→ Entries supplied:
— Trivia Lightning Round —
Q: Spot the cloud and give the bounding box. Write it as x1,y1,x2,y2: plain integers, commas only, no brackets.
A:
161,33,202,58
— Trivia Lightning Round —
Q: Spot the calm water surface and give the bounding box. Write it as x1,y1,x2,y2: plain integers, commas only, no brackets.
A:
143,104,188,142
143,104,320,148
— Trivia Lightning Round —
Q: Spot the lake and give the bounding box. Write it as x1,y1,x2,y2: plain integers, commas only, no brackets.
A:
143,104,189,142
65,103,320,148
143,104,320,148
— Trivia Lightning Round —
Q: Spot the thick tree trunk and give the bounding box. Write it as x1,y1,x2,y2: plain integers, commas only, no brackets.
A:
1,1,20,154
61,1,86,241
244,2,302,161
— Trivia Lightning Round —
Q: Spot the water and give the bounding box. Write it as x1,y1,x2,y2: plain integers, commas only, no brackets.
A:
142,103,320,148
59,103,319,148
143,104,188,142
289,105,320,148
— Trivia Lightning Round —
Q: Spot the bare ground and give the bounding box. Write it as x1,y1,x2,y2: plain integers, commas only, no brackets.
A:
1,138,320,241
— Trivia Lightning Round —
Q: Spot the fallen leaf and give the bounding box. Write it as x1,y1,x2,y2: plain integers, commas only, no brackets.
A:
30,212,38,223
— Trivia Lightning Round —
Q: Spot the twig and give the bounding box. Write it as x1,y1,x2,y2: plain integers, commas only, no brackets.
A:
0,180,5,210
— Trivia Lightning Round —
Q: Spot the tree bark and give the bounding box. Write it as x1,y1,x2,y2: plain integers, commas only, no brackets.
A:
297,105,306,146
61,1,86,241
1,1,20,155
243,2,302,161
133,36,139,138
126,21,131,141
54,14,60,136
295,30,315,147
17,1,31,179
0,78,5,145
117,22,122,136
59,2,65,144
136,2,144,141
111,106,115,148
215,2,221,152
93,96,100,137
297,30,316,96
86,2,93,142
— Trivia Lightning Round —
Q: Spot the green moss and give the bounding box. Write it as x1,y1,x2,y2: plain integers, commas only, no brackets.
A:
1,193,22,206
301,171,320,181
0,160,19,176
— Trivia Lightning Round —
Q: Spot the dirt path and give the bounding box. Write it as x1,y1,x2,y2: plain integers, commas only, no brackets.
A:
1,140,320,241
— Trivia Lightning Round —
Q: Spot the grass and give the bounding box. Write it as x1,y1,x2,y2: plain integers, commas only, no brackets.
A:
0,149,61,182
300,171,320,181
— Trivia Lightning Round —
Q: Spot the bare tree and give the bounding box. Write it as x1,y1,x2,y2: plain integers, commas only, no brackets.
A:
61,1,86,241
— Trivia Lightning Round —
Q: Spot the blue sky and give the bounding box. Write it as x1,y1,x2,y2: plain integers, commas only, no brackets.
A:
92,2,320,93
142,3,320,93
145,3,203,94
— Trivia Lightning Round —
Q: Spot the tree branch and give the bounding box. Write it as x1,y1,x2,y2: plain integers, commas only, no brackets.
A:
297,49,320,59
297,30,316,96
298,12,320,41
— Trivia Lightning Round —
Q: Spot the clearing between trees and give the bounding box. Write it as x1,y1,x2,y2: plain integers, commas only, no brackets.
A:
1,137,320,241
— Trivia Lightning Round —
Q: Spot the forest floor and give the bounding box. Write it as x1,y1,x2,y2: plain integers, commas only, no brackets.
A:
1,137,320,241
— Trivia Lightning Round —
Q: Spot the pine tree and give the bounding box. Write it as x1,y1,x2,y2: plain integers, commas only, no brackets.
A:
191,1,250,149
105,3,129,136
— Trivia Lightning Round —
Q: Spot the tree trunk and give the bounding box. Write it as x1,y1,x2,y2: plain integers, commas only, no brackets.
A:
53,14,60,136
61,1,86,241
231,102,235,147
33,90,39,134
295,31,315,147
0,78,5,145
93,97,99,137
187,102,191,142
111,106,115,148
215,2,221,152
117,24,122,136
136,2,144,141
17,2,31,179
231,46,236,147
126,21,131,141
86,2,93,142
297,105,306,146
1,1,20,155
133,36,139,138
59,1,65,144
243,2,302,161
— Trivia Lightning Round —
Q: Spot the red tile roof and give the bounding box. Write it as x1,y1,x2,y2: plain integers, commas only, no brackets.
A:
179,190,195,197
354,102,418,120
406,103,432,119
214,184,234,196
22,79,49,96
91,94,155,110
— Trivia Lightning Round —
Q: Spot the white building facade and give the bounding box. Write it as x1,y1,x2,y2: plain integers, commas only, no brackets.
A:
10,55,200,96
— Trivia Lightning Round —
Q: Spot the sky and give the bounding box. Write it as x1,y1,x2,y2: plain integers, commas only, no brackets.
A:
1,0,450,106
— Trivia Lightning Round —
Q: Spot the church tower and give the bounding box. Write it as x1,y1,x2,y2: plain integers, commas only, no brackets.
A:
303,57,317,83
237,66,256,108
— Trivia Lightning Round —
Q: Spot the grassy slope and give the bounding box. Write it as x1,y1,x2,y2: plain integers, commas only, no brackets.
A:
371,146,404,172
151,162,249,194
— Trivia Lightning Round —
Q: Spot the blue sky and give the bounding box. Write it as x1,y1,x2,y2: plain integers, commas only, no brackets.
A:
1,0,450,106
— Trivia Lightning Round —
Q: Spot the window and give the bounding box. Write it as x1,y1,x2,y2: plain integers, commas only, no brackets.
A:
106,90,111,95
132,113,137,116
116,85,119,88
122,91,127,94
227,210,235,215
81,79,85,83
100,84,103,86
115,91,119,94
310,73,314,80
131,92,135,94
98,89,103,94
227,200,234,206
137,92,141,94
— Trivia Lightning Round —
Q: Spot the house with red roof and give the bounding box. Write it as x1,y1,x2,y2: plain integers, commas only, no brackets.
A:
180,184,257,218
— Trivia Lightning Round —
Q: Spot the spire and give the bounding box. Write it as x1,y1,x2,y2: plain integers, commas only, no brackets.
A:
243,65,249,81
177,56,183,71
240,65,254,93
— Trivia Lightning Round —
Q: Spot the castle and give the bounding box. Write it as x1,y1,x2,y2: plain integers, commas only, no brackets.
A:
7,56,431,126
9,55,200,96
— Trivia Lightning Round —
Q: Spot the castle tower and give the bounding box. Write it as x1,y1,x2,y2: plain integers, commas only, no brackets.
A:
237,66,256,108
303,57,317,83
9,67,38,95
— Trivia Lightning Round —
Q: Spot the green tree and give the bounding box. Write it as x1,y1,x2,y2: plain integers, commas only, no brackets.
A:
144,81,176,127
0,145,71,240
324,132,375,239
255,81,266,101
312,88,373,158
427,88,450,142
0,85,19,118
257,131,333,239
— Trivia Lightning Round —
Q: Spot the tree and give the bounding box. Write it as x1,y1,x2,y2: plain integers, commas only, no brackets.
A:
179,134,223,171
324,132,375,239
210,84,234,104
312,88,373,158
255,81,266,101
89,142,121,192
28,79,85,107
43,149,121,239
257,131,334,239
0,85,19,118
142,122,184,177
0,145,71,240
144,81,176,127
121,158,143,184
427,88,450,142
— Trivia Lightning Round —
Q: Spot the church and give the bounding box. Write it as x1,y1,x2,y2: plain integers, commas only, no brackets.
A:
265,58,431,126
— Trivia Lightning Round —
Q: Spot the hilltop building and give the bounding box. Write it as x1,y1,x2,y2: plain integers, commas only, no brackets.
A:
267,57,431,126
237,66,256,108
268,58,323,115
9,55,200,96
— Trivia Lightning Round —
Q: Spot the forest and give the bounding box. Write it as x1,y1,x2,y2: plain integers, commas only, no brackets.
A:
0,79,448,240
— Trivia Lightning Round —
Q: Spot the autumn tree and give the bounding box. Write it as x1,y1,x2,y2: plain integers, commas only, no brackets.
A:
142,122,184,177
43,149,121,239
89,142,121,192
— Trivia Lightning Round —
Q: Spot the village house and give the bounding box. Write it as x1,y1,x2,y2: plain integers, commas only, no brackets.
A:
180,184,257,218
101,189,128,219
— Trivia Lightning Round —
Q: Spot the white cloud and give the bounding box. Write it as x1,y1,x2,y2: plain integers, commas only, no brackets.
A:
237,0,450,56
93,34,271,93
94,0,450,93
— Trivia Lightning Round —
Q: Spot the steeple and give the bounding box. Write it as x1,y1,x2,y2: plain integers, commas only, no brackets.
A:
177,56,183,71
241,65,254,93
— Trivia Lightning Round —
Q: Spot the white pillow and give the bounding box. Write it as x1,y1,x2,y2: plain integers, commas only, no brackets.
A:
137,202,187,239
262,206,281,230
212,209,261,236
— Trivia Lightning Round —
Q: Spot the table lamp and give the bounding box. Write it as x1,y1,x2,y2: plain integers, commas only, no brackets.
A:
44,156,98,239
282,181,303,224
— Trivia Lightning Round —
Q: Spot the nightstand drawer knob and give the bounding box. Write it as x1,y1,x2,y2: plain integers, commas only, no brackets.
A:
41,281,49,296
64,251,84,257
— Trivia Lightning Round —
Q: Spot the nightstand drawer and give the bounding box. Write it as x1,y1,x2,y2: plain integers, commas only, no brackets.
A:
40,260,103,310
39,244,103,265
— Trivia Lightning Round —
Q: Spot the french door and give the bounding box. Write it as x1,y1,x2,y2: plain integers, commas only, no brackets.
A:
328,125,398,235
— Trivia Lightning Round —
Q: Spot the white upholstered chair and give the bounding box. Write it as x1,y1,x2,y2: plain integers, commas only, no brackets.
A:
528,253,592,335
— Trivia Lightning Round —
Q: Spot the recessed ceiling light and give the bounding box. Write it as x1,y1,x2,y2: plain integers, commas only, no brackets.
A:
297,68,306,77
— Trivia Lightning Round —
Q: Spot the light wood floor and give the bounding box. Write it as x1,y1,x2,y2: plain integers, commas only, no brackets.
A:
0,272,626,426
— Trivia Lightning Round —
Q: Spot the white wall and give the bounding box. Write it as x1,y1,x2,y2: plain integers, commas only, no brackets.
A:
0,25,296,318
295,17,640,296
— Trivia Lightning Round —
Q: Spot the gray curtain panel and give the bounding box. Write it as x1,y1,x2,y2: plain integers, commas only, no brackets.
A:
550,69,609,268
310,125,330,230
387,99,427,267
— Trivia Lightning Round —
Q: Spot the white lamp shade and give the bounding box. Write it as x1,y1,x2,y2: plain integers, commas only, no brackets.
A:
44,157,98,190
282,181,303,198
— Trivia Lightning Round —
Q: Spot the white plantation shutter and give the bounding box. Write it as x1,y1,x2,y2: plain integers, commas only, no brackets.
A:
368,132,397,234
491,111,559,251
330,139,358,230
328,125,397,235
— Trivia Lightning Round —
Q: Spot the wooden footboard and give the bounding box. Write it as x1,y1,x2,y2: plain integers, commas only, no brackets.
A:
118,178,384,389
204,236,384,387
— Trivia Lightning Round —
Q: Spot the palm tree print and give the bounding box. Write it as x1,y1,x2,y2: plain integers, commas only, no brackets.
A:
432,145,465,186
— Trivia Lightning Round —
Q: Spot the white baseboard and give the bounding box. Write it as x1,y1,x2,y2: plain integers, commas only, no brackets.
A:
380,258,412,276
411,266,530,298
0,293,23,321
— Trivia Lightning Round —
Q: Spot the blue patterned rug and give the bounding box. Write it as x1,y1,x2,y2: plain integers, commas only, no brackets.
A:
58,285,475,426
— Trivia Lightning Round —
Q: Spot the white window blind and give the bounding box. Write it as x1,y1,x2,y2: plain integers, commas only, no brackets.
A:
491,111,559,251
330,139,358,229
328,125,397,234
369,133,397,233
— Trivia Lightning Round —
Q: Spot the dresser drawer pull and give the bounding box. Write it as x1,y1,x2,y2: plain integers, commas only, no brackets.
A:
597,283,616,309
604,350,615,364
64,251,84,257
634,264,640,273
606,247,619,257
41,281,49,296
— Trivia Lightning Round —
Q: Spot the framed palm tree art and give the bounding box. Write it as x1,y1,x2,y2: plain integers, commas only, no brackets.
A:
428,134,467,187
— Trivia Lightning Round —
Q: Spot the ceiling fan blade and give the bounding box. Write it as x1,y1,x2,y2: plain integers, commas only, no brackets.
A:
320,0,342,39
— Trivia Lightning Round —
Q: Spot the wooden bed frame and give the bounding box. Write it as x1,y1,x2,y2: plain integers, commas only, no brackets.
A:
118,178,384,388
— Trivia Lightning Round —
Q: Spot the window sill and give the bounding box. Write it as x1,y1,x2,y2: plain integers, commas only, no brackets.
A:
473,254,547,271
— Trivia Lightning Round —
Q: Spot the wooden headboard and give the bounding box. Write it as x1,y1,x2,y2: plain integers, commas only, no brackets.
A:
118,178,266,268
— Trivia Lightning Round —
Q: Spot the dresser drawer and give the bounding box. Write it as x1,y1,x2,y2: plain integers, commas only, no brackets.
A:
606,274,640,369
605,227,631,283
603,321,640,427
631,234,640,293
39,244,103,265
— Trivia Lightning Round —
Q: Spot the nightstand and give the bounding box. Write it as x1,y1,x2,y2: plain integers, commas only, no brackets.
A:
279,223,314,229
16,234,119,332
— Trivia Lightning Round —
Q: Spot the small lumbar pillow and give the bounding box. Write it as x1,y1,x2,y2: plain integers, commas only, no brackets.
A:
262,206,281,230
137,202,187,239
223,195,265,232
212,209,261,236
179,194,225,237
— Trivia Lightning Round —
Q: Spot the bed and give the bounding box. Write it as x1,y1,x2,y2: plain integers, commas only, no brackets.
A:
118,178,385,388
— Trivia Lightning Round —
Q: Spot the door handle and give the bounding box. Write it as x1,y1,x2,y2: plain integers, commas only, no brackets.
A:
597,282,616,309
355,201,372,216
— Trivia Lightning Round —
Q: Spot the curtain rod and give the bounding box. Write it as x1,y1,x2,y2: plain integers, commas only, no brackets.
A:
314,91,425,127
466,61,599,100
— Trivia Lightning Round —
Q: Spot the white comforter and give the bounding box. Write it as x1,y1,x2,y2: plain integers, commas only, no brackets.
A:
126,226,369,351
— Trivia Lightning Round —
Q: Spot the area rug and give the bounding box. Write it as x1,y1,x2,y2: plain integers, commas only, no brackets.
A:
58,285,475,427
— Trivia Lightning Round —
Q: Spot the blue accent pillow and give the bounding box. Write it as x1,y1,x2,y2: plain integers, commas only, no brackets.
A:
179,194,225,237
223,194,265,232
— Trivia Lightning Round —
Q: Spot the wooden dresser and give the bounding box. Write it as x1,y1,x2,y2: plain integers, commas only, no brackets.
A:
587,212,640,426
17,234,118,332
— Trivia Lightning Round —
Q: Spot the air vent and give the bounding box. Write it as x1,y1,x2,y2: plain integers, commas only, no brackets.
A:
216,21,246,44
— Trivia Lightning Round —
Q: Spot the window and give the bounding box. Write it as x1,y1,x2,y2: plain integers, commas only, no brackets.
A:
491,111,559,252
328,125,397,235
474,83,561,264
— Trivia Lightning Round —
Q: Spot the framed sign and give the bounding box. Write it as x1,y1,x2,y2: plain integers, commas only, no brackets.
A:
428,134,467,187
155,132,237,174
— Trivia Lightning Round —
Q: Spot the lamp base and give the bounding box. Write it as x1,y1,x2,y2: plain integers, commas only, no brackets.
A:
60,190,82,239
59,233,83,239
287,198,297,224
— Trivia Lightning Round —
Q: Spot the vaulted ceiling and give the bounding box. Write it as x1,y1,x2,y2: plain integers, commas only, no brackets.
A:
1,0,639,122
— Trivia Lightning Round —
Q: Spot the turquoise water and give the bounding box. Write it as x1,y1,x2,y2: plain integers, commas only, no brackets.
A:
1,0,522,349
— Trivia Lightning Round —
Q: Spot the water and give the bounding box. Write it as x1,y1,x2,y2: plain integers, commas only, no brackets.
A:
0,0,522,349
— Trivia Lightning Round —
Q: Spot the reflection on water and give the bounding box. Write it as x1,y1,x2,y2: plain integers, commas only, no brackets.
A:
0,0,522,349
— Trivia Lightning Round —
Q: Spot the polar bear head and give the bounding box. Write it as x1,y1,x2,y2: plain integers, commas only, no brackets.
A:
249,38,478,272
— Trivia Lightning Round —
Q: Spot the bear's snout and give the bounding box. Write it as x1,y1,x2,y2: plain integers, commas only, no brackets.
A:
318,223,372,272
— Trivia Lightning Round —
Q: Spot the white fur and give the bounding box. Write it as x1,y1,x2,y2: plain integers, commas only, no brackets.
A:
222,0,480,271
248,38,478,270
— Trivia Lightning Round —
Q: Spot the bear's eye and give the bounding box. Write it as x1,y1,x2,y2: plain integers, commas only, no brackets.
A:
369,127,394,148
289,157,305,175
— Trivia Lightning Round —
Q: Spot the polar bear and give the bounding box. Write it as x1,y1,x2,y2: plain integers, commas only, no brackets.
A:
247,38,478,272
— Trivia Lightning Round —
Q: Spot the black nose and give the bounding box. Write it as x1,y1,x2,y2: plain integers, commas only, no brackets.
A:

→ Exercise prompt: Your answer should be each line from the entries that includes the string "polar".

→ Answer to the exercise:
Q: Spot the polar bear head and give the bounding box. Write it as x1,y1,x2,y2: plain integers, commas only, no brackets.
Q: Spot the polar bear and give the bounding box. Write it as x1,y1,x2,y2: plain integers, commas only, no brackets.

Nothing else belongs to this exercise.